- **WHAT THIS TASK INVOLVES**
Could you set down exactly the lines in the records below between the line holding "Could you please indicate the man in" and the line holding "Could you please indicate the man with", inclusive?

- **RECORDS FOR THE EXERCISE**
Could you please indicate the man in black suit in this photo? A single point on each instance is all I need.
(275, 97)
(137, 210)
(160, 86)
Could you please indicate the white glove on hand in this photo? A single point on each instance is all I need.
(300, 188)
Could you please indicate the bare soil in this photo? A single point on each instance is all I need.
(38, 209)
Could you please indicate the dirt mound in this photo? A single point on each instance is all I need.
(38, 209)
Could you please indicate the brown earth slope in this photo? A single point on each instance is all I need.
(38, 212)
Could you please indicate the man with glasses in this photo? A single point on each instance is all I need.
--
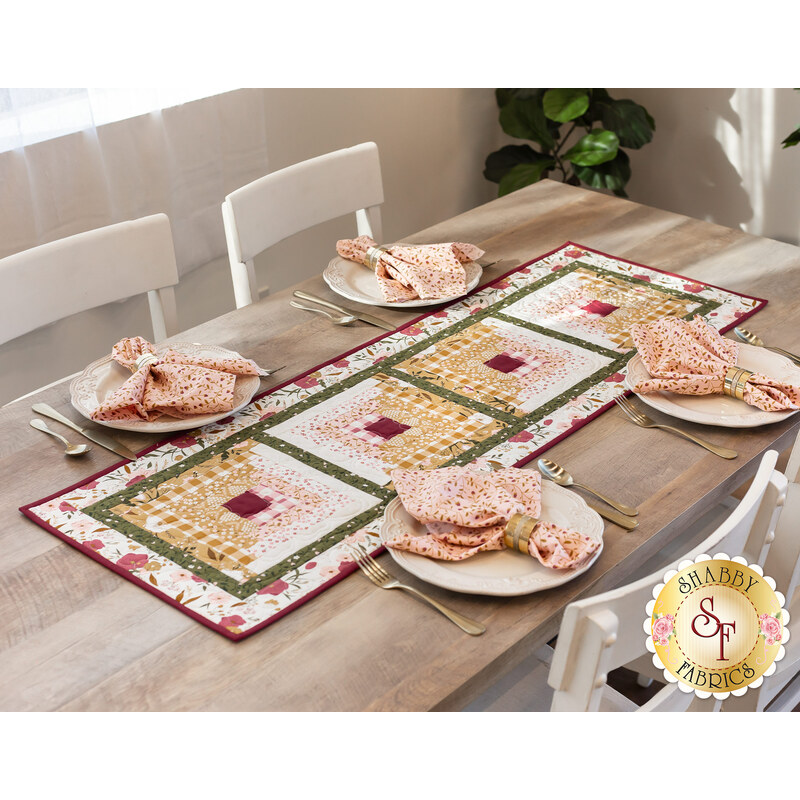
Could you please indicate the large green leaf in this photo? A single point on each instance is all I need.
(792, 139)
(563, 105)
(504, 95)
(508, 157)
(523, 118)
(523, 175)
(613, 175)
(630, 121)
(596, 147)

- **WRITTEN SOLUTION**
Could you please indicate the man in black suit in this photo? A single point on each instance is all I need.
(275, 97)
(137, 210)
(160, 86)
Could you please indicate the white glove on hand in this photo? A single point on each instance is all I need.
(300, 188)
Could you please indicate the bare soil in this photo? A single point on each instance is all I need.
(38, 209)
Could you please indicate the dirt mound in this photo? A single point on each instance is all I need.
(38, 209)
Could you please indicate the brown earth slope in this photo? A single point on each instance is all I need.
(38, 212)
Could you please indicate the man with glasses in this photo? A single point on each instance is all I need.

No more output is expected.